What the task asks:
Lay out every line of the data below as a JSON list of strings, one string per line, and skip any blank lines.

* start Dataset rows *

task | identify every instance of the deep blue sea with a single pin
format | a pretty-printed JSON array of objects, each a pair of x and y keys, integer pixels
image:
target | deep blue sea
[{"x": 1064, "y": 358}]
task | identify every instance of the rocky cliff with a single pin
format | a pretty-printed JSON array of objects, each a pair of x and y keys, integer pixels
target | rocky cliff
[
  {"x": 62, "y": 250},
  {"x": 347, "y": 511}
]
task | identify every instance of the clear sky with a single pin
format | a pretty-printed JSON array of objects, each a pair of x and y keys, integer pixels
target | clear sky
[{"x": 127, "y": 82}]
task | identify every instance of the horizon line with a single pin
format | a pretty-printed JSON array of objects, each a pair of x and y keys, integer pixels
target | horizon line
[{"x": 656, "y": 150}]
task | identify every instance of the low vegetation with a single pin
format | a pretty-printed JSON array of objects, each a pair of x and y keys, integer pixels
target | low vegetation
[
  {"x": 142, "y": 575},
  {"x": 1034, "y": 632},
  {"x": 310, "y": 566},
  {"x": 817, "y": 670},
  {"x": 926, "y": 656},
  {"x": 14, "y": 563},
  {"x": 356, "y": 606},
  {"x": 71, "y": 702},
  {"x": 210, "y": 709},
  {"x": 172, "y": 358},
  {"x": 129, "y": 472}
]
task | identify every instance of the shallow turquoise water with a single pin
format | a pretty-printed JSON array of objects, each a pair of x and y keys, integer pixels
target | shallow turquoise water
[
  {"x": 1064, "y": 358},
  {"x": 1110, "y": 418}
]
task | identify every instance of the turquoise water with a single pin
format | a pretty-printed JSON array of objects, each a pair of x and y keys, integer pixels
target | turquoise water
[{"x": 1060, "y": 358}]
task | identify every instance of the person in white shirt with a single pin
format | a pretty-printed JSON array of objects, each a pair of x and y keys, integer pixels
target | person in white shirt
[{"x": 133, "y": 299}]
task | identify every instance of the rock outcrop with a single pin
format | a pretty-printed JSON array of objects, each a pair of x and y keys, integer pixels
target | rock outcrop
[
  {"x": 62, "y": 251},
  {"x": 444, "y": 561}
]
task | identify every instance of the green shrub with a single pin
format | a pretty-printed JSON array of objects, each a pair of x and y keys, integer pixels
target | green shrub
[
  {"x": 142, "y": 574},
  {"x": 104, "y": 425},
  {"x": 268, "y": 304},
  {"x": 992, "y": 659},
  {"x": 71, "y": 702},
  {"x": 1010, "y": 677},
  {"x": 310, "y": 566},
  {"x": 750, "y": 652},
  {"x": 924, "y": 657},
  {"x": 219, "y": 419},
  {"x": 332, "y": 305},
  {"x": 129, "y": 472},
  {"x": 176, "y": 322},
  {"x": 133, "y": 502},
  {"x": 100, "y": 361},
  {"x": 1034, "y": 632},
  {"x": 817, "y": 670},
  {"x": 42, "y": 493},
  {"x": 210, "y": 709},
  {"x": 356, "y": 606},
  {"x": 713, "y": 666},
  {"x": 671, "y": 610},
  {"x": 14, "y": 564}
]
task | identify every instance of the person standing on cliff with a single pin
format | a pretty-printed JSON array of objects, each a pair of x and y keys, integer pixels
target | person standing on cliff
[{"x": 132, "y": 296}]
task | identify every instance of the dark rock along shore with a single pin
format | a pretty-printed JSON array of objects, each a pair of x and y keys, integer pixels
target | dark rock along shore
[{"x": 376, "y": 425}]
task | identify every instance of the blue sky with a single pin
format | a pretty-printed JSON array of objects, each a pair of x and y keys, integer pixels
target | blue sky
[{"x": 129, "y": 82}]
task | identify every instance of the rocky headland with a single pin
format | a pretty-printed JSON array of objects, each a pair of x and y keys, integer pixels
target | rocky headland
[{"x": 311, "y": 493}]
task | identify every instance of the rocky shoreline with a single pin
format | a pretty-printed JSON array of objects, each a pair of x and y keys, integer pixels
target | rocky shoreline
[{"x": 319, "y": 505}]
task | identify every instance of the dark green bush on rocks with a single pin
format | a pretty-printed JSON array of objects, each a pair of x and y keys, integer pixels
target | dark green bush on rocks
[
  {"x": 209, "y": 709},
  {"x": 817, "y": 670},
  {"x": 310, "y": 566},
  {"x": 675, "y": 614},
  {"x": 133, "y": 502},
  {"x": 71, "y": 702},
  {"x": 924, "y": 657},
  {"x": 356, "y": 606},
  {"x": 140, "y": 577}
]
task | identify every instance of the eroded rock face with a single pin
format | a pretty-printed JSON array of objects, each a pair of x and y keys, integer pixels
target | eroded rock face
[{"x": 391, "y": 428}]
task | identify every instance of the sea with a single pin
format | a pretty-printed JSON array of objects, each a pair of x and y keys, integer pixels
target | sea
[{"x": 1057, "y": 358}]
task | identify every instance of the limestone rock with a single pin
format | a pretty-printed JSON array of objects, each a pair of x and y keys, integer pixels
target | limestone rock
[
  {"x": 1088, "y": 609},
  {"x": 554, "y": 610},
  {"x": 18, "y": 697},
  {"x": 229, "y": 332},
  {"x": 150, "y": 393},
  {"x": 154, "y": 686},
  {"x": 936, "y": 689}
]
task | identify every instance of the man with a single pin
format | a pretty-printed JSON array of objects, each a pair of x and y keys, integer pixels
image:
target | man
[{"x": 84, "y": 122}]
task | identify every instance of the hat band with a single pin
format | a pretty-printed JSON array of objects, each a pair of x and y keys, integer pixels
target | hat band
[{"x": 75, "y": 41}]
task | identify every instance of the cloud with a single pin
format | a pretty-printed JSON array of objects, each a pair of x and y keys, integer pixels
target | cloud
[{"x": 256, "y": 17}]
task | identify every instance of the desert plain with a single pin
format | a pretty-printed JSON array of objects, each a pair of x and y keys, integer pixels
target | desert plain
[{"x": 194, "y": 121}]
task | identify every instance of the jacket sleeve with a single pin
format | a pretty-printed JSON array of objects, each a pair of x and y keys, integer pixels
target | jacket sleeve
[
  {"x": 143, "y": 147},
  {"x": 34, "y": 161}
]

* end Dataset rows *

Full solution:
[
  "task | identify every instance of the deep blue sea with a single pin",
  "format | a pretty-printed JSON array of objects, each a pair of x and y keys, integer pixels",
  "image:",
  "target | deep blue sea",
  "[{\"x\": 1064, \"y\": 358}]",
  "task | identify every instance of the rocky cliff with a single pin",
  "format | a pretty-printed JSON array of objects, each a pair of x and y keys, integer pixels",
  "target | rocky cliff",
  "[",
  "  {\"x\": 62, \"y\": 250},",
  "  {\"x\": 347, \"y\": 511}",
  "]",
  "task | identify every instance of the clear sky with a single pin",
  "format | a pretty-printed JSON array of objects, each a pair of x and y keys, integer pixels",
  "target | clear sky",
  "[{\"x\": 127, \"y\": 82}]",
  "task | identify every instance of the horizon line with a single pin",
  "format | a pretty-printed JSON array of objects, each a pair of x and y keys, integer pixels",
  "target | horizon line",
  "[{\"x\": 656, \"y\": 150}]",
  "task | identify every instance of the low vegetation with a single pin",
  "format | a pretty-printed JSON array of objects, each a pair of x and y keys, integer pixels",
  "target | low vegetation",
  "[",
  "  {\"x\": 142, \"y\": 575},",
  "  {\"x\": 1034, \"y\": 632},",
  "  {\"x\": 310, \"y\": 566},",
  "  {\"x\": 817, \"y\": 670},",
  "  {\"x\": 926, \"y\": 656},",
  "  {\"x\": 14, \"y\": 563},",
  "  {\"x\": 356, \"y\": 606},",
  "  {\"x\": 71, \"y\": 702},",
  "  {\"x\": 210, \"y\": 709},",
  "  {\"x\": 172, \"y\": 358},",
  "  {\"x\": 129, \"y\": 472}",
  "]",
  "task | identify every instance of the shallow turquoise water with a single pin",
  "format | a pretty-printed JSON array of objects, each a pair of x and y keys, integer pixels",
  "target | shallow turquoise water",
  "[",
  "  {\"x\": 1064, \"y\": 358},",
  "  {\"x\": 1110, \"y\": 418}",
  "]",
  "task | identify every instance of the turquoise water with a single pin",
  "format | a pretty-printed JSON array of objects, each a pair of x and y keys, integer pixels",
  "target | turquoise water",
  "[{\"x\": 1060, \"y\": 358}]",
  "task | identify every instance of the person in white shirt with a single pin",
  "format | a pretty-printed JSON array of objects, each a pair of x and y keys, integer pixels",
  "target | person in white shirt",
  "[{\"x\": 133, \"y\": 299}]",
  "task | identify every instance of the rock outcrop with a single pin",
  "format | a pretty-printed JSON array of objects, each a pair of x and y keys, integer pixels",
  "target | rock outcrop",
  "[",
  "  {\"x\": 62, \"y\": 251},",
  "  {\"x\": 444, \"y\": 561}",
  "]",
  "task | identify every instance of the green shrub with a single pin",
  "format | a pretty-printed JSON array of objects, each a pair of x and y keys, integer pixels",
  "target | green shrub",
  "[",
  "  {\"x\": 142, \"y\": 574},",
  "  {\"x\": 104, \"y\": 425},",
  "  {\"x\": 268, \"y\": 304},",
  "  {\"x\": 992, \"y\": 659},",
  "  {\"x\": 71, \"y\": 702},",
  "  {\"x\": 1010, \"y\": 677},",
  "  {\"x\": 310, \"y\": 566},",
  "  {\"x\": 750, \"y\": 652},",
  "  {\"x\": 924, \"y\": 657},",
  "  {\"x\": 219, \"y\": 419},",
  "  {\"x\": 332, \"y\": 305},",
  "  {\"x\": 129, \"y\": 472},",
  "  {\"x\": 176, \"y\": 322},",
  "  {\"x\": 133, \"y\": 502},",
  "  {\"x\": 100, \"y\": 361},",
  "  {\"x\": 1034, \"y\": 632},",
  "  {\"x\": 817, \"y\": 670},",
  "  {\"x\": 42, \"y\": 493},",
  "  {\"x\": 210, \"y\": 709},",
  "  {\"x\": 356, \"y\": 606},",
  "  {\"x\": 713, \"y\": 666},",
  "  {\"x\": 671, \"y\": 610},",
  "  {\"x\": 14, \"y\": 564}",
  "]",
  "task | identify every instance of the person standing on cliff with a single pin",
  "format | a pretty-printed JSON array of objects, each a pair of x and y keys, integer pixels",
  "target | person standing on cliff",
  "[{\"x\": 132, \"y\": 296}]",
  "task | identify every instance of the dark rock along shore with a single pin",
  "format | a pretty-printed JSON array of objects, each a pair of x and y keys, integer pixels",
  "target | dark rock along shore",
  "[{\"x\": 376, \"y\": 425}]",
  "task | identify every instance of the blue sky with a single pin",
  "format | a pretty-printed JSON array of objects, each a pair of x and y keys, integer pixels",
  "target | blue sky",
  "[{\"x\": 129, \"y\": 82}]",
  "task | identify every instance of the rocky headland with a single pin",
  "format | a pretty-printed JSON array of objects, each a pair of x and y keys, integer pixels",
  "target | rocky headland",
  "[{\"x\": 311, \"y\": 493}]",
  "task | identify every instance of the rocky shoreline with a single pin",
  "format | a pretty-printed JSON array of objects, each a pair of x and y keys, integer pixels",
  "target | rocky shoreline",
  "[{\"x\": 319, \"y\": 505}]",
  "task | identify every instance of the dark green bush on rocks with a single pin",
  "format | a pretty-printed JSON array of objects, each a pair of x and y keys, integer pixels",
  "target | dark green bush on rocks",
  "[",
  "  {\"x\": 209, \"y\": 709},",
  "  {\"x\": 817, \"y\": 670},",
  "  {\"x\": 310, \"y\": 566},",
  "  {\"x\": 675, \"y\": 614},",
  "  {\"x\": 133, \"y\": 502},",
  "  {\"x\": 71, \"y\": 702},",
  "  {\"x\": 924, \"y\": 657},",
  "  {\"x\": 356, \"y\": 606},",
  "  {\"x\": 140, \"y\": 577}",
  "]",
  "task | identify every instance of the eroded rock face with a single pin",
  "format | a pretty-printed JSON array of objects, each a pair of x and y keys, integer pixels",
  "target | eroded rock face",
  "[{\"x\": 391, \"y\": 428}]",
  "task | identify every instance of the sea with a single pin",
  "format | a pretty-printed JSON array of objects, each a pair of x and y keys, integer pixels",
  "target | sea",
  "[{\"x\": 1057, \"y\": 358}]",
  "task | identify every instance of the limestone rock with a single pin",
  "format | a pretty-printed JSON array of objects, each a pair of x and y keys, integer pixels",
  "target | limestone rock",
  "[",
  "  {\"x\": 1088, \"y\": 609},",
  "  {\"x\": 554, \"y\": 610},",
  "  {\"x\": 18, \"y\": 697},",
  "  {\"x\": 229, \"y\": 332},",
  "  {\"x\": 150, \"y\": 393},",
  "  {\"x\": 154, \"y\": 686},",
  "  {\"x\": 936, \"y\": 689}",
  "]",
  "task | identify every instance of the man with a single pin",
  "format | a pretty-printed JSON array of objects, each a pair of x and y keys, integer pixels",
  "image:",
  "target | man",
  "[{\"x\": 84, \"y\": 122}]",
  "task | identify every instance of the hat band with a single pin",
  "format | a pretty-printed JSON array of objects, each a pair of x and y keys, integer pixels",
  "target | hat band",
  "[{\"x\": 75, \"y\": 41}]",
  "task | identify every instance of the cloud with a single pin",
  "format | a pretty-printed JSON array of objects, each a pair of x and y keys, integer pixels",
  "target | cloud",
  "[{\"x\": 256, \"y\": 17}]",
  "task | identify every instance of the desert plain with a single pin",
  "format | a pretty-printed JSON array of objects, each a pair of x and y keys, integer pixels",
  "target | desert plain",
  "[{\"x\": 194, \"y\": 121}]",
  "task | identify every instance of the jacket sleeve with a single pin",
  "format | a pretty-printed JSON array of objects, each a pair of x and y keys, integer pixels",
  "target | jacket sleeve",
  "[",
  "  {\"x\": 143, \"y\": 147},",
  "  {\"x\": 34, \"y\": 161}",
  "]"
]